Liliana and Evolutionary Leap speculation
Spoilers, Rumors, and Speculation forum
Posted on July 19, 2015, 11:40 a.m. by roundhk
What do you guys think about these cards? Some people say that Evolutionary Leap would take Birthing Pod's place in modern and will play in some tribal standard decks.
And about Liliana, I really don't know if her pw form is that much. Like, it can work well with aggro decks, but can it really make top 8 in standard? And in modern, does it have a chance?
julianjmoss says... #3
Evolutionary leap is a very different card but it could also help dredge decks in modern. It's a card a lot of people will try and pick up and brew with but its price is very dependent on its success which none of us can predict
July 19, 2015 11:52 a.m.
Lilly is not that great of a card. evol leap is a whole other animal all together. When leap is out with green mana up, You can not interact with my creatures properly. All removal spells turn into blanks.
Here is an example of a standard deck with leap. Red Goblins tokens with Pile Driver and Rabblemaster as your only creatures and the rest are tokens and burn spells. When you block a token, sac it and get either creature because it is the only creature cards in your deck. You can card select 8 times total and you know how many creatures you have left in your deck. Leap is a nasty card but you have to build a deck for it. Tokens are gross with leap because it turns them into real cards. 3 Hordling outburst tokens becomes 2 piledrivers and 1 rabblemaster.
In a weenie deck you can swing with all your creatures because what ever gets blocks you just turn it into another creature.
How about a 24 creature one drop deck with leap? You know you can cast whatever you draw because they all cost the same.... 1 mana.
Just some thoughts with leap and the deck building potential is very high.
July 19, 2015 12:10 p.m.
I've picked up my Evolutionary Leaps and I'm brewing like hell with it in Modern. It's really fun to play with. In the right deck, it can be great, but there's always the potentially to trip into a blank. I'm treating it as the new Collected Company at the moment. Company was like an inconsistent Pod, Leap is like an inconsistent Survival of the Fittest.
I'm playing Lili as a one of in Anafenza Company at the moment and it seems like a really cool value card in certain situations, though. I'm not sure it's ever going to be a Modern staple, though.

**EXERCISE TASK 1**
Output the part of the forum thread that opens with the words containing "Lilly is not" and closes with "and 1 rabblemaster.".

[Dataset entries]

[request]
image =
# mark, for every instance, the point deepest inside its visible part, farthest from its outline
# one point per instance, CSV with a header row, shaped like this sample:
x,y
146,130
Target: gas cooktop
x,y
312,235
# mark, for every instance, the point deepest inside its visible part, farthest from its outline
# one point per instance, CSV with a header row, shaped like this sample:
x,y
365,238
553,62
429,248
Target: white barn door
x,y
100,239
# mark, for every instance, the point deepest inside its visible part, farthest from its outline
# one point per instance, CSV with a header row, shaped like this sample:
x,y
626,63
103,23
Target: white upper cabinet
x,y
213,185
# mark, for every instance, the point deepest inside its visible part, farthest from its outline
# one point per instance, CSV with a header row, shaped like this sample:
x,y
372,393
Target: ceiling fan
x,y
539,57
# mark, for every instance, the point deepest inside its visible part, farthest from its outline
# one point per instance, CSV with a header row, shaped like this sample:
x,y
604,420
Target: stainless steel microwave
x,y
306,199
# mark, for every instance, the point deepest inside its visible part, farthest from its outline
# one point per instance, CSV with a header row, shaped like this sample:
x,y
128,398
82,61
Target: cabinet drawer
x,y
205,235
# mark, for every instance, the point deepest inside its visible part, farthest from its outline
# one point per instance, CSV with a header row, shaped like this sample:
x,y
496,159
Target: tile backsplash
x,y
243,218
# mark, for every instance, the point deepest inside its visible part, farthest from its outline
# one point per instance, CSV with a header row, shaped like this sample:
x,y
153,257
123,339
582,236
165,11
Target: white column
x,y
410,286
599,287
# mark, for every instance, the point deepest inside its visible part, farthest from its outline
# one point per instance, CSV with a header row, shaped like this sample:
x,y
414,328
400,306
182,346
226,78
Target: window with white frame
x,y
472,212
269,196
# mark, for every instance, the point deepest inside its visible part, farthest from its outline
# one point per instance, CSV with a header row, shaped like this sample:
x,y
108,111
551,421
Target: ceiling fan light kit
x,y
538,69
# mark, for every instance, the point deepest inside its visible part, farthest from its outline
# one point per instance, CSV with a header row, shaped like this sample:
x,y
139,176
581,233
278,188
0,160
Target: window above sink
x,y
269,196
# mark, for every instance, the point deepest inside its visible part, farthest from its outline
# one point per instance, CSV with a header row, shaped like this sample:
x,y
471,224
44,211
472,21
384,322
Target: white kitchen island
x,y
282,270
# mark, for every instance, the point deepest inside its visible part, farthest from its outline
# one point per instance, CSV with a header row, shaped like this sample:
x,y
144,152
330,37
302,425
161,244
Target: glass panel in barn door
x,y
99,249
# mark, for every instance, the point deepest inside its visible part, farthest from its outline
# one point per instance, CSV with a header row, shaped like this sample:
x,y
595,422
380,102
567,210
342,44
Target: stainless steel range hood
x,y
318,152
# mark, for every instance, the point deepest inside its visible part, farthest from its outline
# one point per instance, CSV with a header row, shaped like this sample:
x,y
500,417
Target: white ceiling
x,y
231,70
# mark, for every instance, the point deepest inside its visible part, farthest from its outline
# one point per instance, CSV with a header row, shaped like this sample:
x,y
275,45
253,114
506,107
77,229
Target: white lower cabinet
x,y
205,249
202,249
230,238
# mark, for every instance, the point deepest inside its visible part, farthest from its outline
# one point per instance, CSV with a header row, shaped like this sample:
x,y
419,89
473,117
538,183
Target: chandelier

**EXERCISE TASK 2**
Pick out every line of the listing that contains the string "steel".

**WRITTEN RESPONSE 1**
Lilly is not that great of a card. evol leap is a whole other animal all together. When leap is out with green mana up, You can not interact with my creatures properly. All removal spells turn into blanks.
Here is an example of a standard deck with leap. Red Goblins tokens with Pile Driver and Rabblemaster as your only creatures and the rest are tokens and burn spells. When you block a token, sac it and get either creature because it is the only creature cards in your deck. You can card select 8 times total and you know how many creatures you have left in your deck. Leap is a nasty card but you have to build a deck for it. Tokens are gross with leap because it turns them into real cards. 3 Hordling outburst tokens becomes 2 piledrivers and 1 rabblemaster.

**WRITTEN RESPONSE 2**
Target: stainless steel microwave
Target: stainless steel range hood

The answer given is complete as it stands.